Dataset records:
....

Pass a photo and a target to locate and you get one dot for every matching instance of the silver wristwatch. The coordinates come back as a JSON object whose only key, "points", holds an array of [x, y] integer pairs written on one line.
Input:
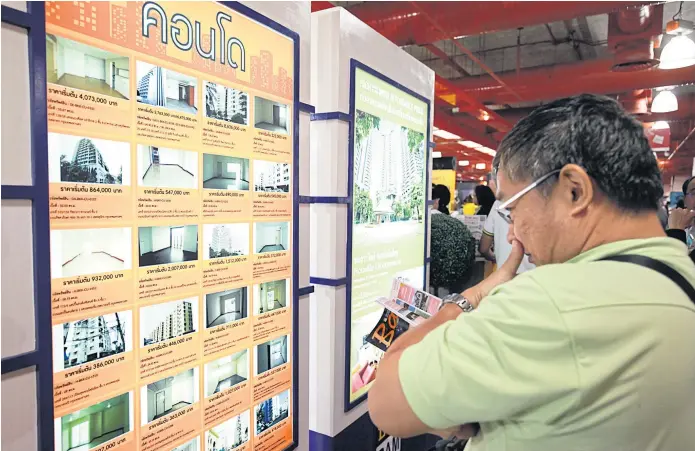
{"points": [[463, 303]]}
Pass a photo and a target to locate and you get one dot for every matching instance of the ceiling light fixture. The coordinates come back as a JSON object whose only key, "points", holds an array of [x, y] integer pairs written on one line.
{"points": [[665, 102], [680, 50], [445, 134]]}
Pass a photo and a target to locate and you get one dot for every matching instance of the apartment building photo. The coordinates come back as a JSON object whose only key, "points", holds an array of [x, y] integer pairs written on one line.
{"points": [[78, 252], [226, 306], [86, 340], [78, 159], [168, 395], [271, 237], [226, 372], [167, 168], [166, 88], [223, 172], [226, 104], [269, 176], [162, 322], [80, 66]]}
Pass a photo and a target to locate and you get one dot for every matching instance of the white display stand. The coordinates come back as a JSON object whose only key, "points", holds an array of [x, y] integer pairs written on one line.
{"points": [[337, 38]]}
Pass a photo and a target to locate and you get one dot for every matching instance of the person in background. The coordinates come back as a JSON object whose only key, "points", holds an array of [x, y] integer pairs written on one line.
{"points": [[485, 198], [592, 350], [440, 199]]}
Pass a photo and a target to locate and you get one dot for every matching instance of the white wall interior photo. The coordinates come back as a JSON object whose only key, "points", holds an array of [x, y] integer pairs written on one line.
{"points": [[226, 306], [167, 168], [79, 252], [80, 66], [162, 322], [224, 172], [226, 372], [269, 296], [166, 88], [161, 245], [271, 237], [168, 395], [86, 340], [78, 159]]}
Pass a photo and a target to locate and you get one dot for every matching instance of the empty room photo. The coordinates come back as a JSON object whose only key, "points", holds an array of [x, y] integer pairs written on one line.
{"points": [[168, 395], [80, 252], [271, 237], [269, 296], [226, 306], [170, 168], [271, 354], [226, 372], [226, 104], [75, 65], [221, 172], [161, 245], [158, 86], [79, 342], [270, 115], [162, 322], [95, 425], [272, 411], [76, 159], [271, 177], [229, 435], [225, 240]]}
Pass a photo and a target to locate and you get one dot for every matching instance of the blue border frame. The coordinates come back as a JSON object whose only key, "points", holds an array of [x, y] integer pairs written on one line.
{"points": [[34, 21], [354, 65]]}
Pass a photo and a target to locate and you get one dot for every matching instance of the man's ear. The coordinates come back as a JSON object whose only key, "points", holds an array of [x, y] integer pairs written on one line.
{"points": [[575, 188]]}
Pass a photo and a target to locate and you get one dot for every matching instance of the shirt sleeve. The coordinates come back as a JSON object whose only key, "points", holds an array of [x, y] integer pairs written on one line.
{"points": [[509, 355]]}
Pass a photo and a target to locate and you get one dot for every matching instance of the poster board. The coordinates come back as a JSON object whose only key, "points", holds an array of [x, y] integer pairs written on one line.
{"points": [[173, 186], [387, 216]]}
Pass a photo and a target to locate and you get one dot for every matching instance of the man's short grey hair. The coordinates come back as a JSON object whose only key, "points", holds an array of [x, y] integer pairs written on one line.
{"points": [[593, 132]]}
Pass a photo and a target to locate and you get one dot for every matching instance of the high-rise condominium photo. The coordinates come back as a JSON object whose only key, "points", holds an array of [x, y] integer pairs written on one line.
{"points": [[86, 340], [226, 306], [97, 424], [162, 322], [161, 245], [272, 411], [167, 168], [225, 240], [229, 435], [80, 66], [272, 354], [271, 177], [78, 252], [166, 88], [222, 172], [226, 372], [271, 116], [269, 296], [271, 237], [226, 104], [168, 395], [77, 159]]}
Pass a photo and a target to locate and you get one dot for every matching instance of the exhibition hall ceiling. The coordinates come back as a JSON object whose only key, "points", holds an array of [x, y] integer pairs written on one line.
{"points": [[496, 61]]}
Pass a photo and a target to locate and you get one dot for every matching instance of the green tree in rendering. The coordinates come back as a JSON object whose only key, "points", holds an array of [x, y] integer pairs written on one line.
{"points": [[416, 199]]}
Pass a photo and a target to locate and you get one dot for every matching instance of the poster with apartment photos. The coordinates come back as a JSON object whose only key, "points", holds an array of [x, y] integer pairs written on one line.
{"points": [[172, 196]]}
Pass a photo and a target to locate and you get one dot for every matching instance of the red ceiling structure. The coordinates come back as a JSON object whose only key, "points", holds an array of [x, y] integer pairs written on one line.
{"points": [[480, 104]]}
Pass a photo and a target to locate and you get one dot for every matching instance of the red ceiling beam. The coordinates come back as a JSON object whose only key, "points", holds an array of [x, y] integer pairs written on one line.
{"points": [[401, 22]]}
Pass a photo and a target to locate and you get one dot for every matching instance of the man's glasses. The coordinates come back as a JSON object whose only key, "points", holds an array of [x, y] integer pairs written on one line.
{"points": [[502, 209]]}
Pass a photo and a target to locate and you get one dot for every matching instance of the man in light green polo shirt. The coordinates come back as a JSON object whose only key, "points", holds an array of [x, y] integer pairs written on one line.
{"points": [[580, 353]]}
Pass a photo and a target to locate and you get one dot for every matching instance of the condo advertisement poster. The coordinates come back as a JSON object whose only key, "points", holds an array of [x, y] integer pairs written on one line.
{"points": [[388, 223], [170, 144]]}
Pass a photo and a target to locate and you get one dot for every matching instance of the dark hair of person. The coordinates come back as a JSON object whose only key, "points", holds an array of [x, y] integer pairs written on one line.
{"points": [[485, 199], [593, 132], [442, 193]]}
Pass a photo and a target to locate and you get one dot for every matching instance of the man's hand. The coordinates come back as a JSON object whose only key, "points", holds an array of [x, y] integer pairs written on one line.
{"points": [[681, 219]]}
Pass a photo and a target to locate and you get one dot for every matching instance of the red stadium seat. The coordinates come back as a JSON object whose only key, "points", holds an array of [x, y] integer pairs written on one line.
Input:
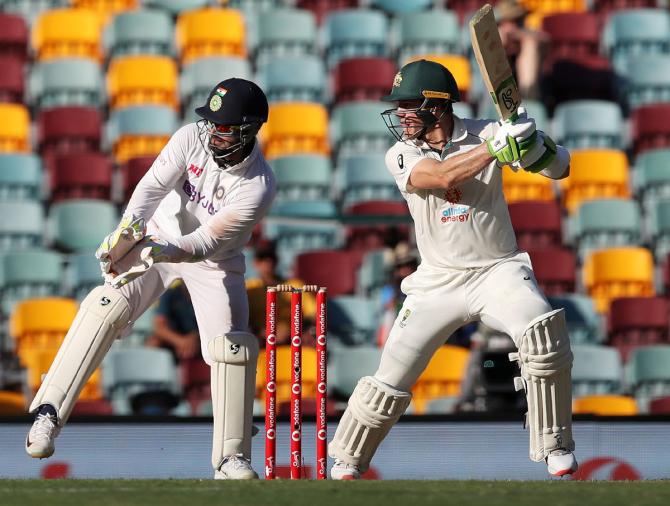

....

§ WORK REQUIRED
Rewrite every one of the records above with "dot" changed to "marker" and nothing else altered. Omit the pictures from your version.

§ SOLVED PROBLEM
Pass a photo and a target to locate and you get one marker for every matching instance of the silver wristwatch. The coordinates come back as a JSON object whose only key, "points", holds an array of [x, y] integer pairs written on one line.
Input:
{"points": [[463, 303]]}
Pass a photo and a target to locate and you get one marker for every matching instance of the ceiling light fixture. The coordinates come back as a JSON object whose only key, "points", holds an array of [x, y] integer pairs written on one line.
{"points": [[665, 102], [680, 50], [445, 134]]}
Pass a photo and a target to locate and you get one marker for every matching instance of the apartment building photo. The coordinates come back as a JSON object whose only key, "points", holds an array of [x, y] integer pairs written on one line.
{"points": [[78, 252], [226, 306], [86, 340], [78, 159], [168, 395], [271, 237], [226, 372], [167, 168], [166, 88], [223, 172], [226, 104], [269, 176], [162, 322], [80, 66]]}
Pass a photo and a target to locate and you get one marker for every matching instance of the white display stand. The coordinates come back as a JSON object whose only key, "points", holds an array of [x, y] integer pairs written on one line.
{"points": [[337, 38]]}
Pass a photo and a target to locate and you get one marker for every matching instance of the person in background. The coordinates come back as a JSON object whose only key, "points", holds an array of [x, y] integer pairs written on one line.
{"points": [[485, 198], [592, 350], [440, 199]]}
Pass a photo and a target to locate and you get one marker for every matching instance of the white wall interior photo. The coordinates come back as a JSON object whose only key, "points", holds an array of [x, y] integer pairs written on one line.
{"points": [[226, 306], [167, 168], [79, 252], [80, 66], [162, 322], [224, 172], [226, 372], [269, 296], [166, 88], [161, 245], [271, 237], [168, 395], [86, 340], [78, 159]]}
Pass a photo and a target to locate and you get one marker for every matching instance of the empty room photo. The coordinates come back as a JSON object whose only key, "points", holds an array of [x, y] integer pairs written on one line.
{"points": [[168, 395], [80, 252], [271, 237], [269, 296], [226, 306], [170, 168], [271, 354], [226, 372], [226, 104], [75, 65], [221, 172], [161, 245], [158, 86], [79, 342], [270, 115], [162, 322], [95, 425], [272, 411], [76, 159], [271, 177], [229, 435], [225, 240]]}
Pass a photo and a target to locate and you get one marker for every matching instance of the blue border frame. The coordinates come back as a JSON object whose only key, "points", holds an array of [x, y] integer pairs written on one line.
{"points": [[34, 21], [354, 65]]}
Pass a photo and a target to locate and you get one marker for every matching instance of the man's ear. The coordinates come back as a JSON object whose only key, "points", holds an array of [x, y] integer pairs written on one line.
{"points": [[575, 188]]}
Pass a photo and a target to locate and you get one marker for every matching instance of the shirt sleeve. The coordinates come back as a JSON object whose only key, "points", holds an array of [x, y] integer pairs written on one line.
{"points": [[509, 355]]}
Pass a photo and a target to locate and you get one marker for every matching instance of the poster board. The coordinates come back as a JSON object whose only key, "points", holds an array of [x, y] integer pairs written on one line.
{"points": [[173, 186], [387, 216]]}
Pass a photo and a target to locate and you get one marker for every matching instance of the man's short grey hair. The coordinates come back as a JSON object whose only key, "points", holds an array of [x, y] integer pairs written on one line.
{"points": [[593, 132]]}
Pass a photo and a target to locate and you get one marker for every matching instance of the high-rise condominium photo. The coordinates come back as a JSON object whose only key, "points", holds an array of [x, y] integer pairs written on one line.
{"points": [[86, 340], [226, 306], [97, 424], [162, 322], [161, 245], [272, 411], [167, 168], [225, 240], [229, 435], [80, 66], [272, 354], [271, 177], [78, 252], [166, 88], [222, 172], [226, 372], [271, 116], [269, 296], [271, 237], [226, 104], [168, 395], [77, 159]]}
Pass a photo and a target to locate and you get one marker for every matching instance of the exhibition hall ceiling. The coordinates come back as a JSON object whose only key, "points", holds an array of [x, y] integer pairs written on one line.
{"points": [[496, 61]]}
Pass a photo and a target to locate and you get one marker for every matching instance of the green tree in rendering. The coordinates come back as a JSON object whose only key, "points", holds an array of [x, y] integer pairs written on one line.
{"points": [[416, 199]]}
Pass a photo and a target to locate and you get one marker for every matching instance of the poster with apartment photos. The coordinates come back as a JSON object whose only key, "points", holds an array of [x, y] integer pairs written on one line.
{"points": [[172, 196]]}
Pass a photo and a target to locate and you get one marker for every matching instance of the red ceiling structure. The coordinates come back as a JSON object whose only key, "points", holds an array of [x, y] integer pairs written on one line.
{"points": [[480, 104]]}
Pass a photo and a target to locate and you get one marker for every matching instance of the red ceiling beam. The coordinates come back as a JSON object whose only key, "points", holds an array of [x, y] integer pairs written on one line.
{"points": [[401, 22]]}
Pass a photo and a target to locate and you get one marker for every matching instance of the man's glasses. The coordinates come back as a JSON object whose only key, "points", holds an array of [x, y] integer pairs written on one line.
{"points": [[502, 209]]}
Pass a photo and a target to locate and you get one marker for every matching instance of the man in light green polo shirt. The coordinates come back as a JSON object whose only key, "points", holds an array of [x, y] integer pairs written on one line.
{"points": [[580, 353]]}
Pass a photo and a target to locate and you get one marker for every matching instance of the condo advertisement poster. The coordinates come back as a JSON object whose only key, "points", holds an array of [x, y] integer pairs written on one line.
{"points": [[388, 223], [170, 144]]}
Pass a photo and a target to locate and you get one marker for every matching instance of the dark hair of person. The coordinates come back as a JSON object whose only key, "points", holds an array of [x, y] integer pairs written on one line.
{"points": [[485, 199], [593, 132], [442, 193]]}
Pass a photo and a target to locate and you get one marker for every matching instance of the man's hand. The coordinates come back as a JSON object whose only key, "points", holds an array of [x, y] integer pairs written on one line.
{"points": [[681, 219]]}
Pass a photo and a target to locate and you get one marker for every matching instance of the red stadium seat. The coordinates come back as a JSON object whose only key, "points", holds an array of [x, y] integer pairs written on one line.
Input:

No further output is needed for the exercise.